Brief:
Reproduce word for word every line below, from the line that contains "If it's not too much trouble, could you box the egg" through the line that contains "[24,269,300,333]", both included.

Extracted records:
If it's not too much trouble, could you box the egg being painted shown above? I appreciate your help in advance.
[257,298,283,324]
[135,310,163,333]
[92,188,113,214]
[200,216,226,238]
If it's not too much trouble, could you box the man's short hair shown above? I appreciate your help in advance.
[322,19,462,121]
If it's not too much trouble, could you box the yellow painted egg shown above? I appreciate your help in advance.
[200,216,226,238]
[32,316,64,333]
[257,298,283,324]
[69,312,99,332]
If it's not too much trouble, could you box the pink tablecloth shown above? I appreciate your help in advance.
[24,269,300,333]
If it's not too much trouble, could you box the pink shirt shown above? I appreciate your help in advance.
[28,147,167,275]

...

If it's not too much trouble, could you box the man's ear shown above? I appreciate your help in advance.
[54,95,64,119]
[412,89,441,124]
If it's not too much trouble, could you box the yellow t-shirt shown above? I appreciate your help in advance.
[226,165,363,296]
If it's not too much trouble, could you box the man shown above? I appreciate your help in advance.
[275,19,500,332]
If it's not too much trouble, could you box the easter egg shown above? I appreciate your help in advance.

Reply to the exercise:
If it's not too much trouble, could you box the egg being painted shown above? I appreciate your help in advance.
[257,298,283,324]
[135,310,163,333]
[92,188,113,214]
[200,216,226,238]
If it's not too much trouble, could you box the man's short hair shown above? I appreciate your help in advance.
[322,19,462,121]
If it's not too much trouble, could you box the yellow painted egg shown above? I appreciate your help in advance.
[200,216,226,238]
[32,316,64,333]
[257,298,283,324]
[69,312,99,332]
If it's not too much trouble, could you box the pink tablecloth shown above? I appreciate your help in advance.
[24,269,300,333]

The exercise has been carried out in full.